Page extract -
§

You will have to download the data from the Harvard Dataverse
suppressMessages({
library(rio)
library(stargazer)
library(ggplot2)
library(MASS)
library(knitr)
library(pROC)
})
ross <- import("ReplicationdataRossVoeten.dta")
icc <- import("http://www.joselkink.net/files/data/icc.dta")
ross$iccSigned <- 0
ross$iccRatified <- 0
for (i in 1:dim(icc)[1]) {
ross$iccSigned[ross$ccode == icc$ccode[i] & ross$Year >= icc$signed[i]] <- 1
ross$iccRatified[ross$ccode == icc$ccode[i] & ross$Year >= icc$ratified[i]] <- 1
}
summary(ross$Year)
## Min. 1st Qu. Median Mean 3rd Qu. Max.
## 1960 1973 1987 1987 2001 2014
length(unique(ross$countryname))
## [1] 171
ross2001 <- subset(ross, Year == 2001)
So there are 171 countries over a time period from 1960 to 2014 - although of course not all variables will be available for all countries and all years.

§

Object position labeling entries
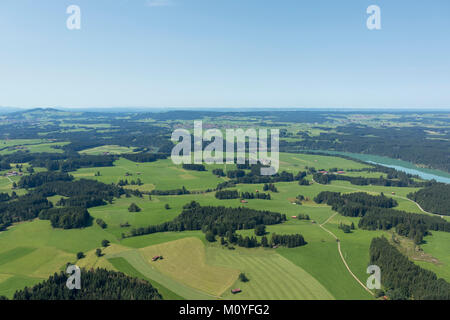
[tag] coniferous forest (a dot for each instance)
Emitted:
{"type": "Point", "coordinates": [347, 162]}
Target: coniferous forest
{"type": "Point", "coordinates": [98, 284]}
{"type": "Point", "coordinates": [402, 279]}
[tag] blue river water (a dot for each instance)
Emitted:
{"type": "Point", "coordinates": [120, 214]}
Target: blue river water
{"type": "Point", "coordinates": [424, 173]}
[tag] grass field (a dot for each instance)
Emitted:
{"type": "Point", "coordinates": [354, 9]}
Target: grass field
{"type": "Point", "coordinates": [185, 261]}
{"type": "Point", "coordinates": [193, 269]}
{"type": "Point", "coordinates": [110, 149]}
{"type": "Point", "coordinates": [30, 145]}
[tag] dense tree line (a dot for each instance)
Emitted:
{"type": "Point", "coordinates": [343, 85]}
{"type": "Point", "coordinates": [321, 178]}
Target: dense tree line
{"type": "Point", "coordinates": [412, 225]}
{"type": "Point", "coordinates": [219, 220]}
{"type": "Point", "coordinates": [403, 279]}
{"type": "Point", "coordinates": [26, 207]}
{"type": "Point", "coordinates": [98, 284]}
{"type": "Point", "coordinates": [194, 167]}
{"type": "Point", "coordinates": [144, 157]}
{"type": "Point", "coordinates": [354, 204]}
{"type": "Point", "coordinates": [40, 178]}
{"type": "Point", "coordinates": [67, 218]}
{"type": "Point", "coordinates": [285, 240]}
{"type": "Point", "coordinates": [377, 213]}
{"type": "Point", "coordinates": [227, 194]}
{"type": "Point", "coordinates": [362, 181]}
{"type": "Point", "coordinates": [234, 194]}
{"type": "Point", "coordinates": [81, 193]}
{"type": "Point", "coordinates": [435, 198]}
{"type": "Point", "coordinates": [270, 187]}
{"type": "Point", "coordinates": [175, 192]}
{"type": "Point", "coordinates": [4, 197]}
{"type": "Point", "coordinates": [73, 162]}
{"type": "Point", "coordinates": [77, 196]}
{"type": "Point", "coordinates": [218, 172]}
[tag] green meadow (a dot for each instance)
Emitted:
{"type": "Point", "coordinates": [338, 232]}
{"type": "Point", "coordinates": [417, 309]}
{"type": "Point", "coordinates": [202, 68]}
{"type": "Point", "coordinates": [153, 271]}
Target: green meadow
{"type": "Point", "coordinates": [192, 268]}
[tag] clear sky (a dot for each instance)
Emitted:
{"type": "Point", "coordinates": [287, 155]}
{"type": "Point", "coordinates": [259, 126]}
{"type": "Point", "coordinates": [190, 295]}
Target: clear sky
{"type": "Point", "coordinates": [225, 53]}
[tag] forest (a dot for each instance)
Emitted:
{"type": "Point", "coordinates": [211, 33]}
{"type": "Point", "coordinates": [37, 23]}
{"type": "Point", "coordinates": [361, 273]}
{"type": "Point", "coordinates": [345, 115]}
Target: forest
{"type": "Point", "coordinates": [218, 220]}
{"type": "Point", "coordinates": [402, 279]}
{"type": "Point", "coordinates": [98, 284]}
{"type": "Point", "coordinates": [377, 213]}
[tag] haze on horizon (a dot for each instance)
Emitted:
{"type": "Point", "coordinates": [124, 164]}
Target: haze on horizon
{"type": "Point", "coordinates": [225, 54]}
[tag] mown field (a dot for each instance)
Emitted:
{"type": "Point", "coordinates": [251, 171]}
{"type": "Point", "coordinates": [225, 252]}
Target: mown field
{"type": "Point", "coordinates": [195, 269]}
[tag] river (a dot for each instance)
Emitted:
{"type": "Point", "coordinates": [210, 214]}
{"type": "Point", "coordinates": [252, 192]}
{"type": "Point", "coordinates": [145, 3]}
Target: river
{"type": "Point", "coordinates": [400, 165]}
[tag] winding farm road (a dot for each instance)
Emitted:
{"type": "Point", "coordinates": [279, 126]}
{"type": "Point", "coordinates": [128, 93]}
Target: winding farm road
{"type": "Point", "coordinates": [339, 242]}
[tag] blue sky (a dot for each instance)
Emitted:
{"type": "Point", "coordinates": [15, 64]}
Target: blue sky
{"type": "Point", "coordinates": [217, 53]}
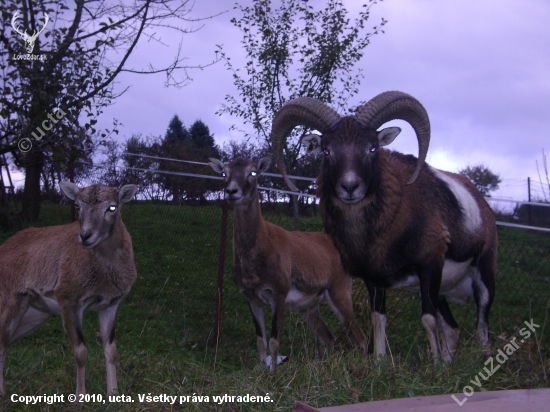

§

Problem - Check each statement against the R code extract and answer yes or no, quoting the exact words from the extract that decide it: (a) the ICC data is imported from a local file; (b) the data covers 171 countries; (c) every variable is available for all countries and all years.

Result for this task -
(a) No: "icc <- import("http://www.joselkink.net/files/data/icc.dta")".
(b) Yes: "So there are 171 countries over a time period from 1960 to 2014".
(c) No: "not all variables will be available for all countries and all years".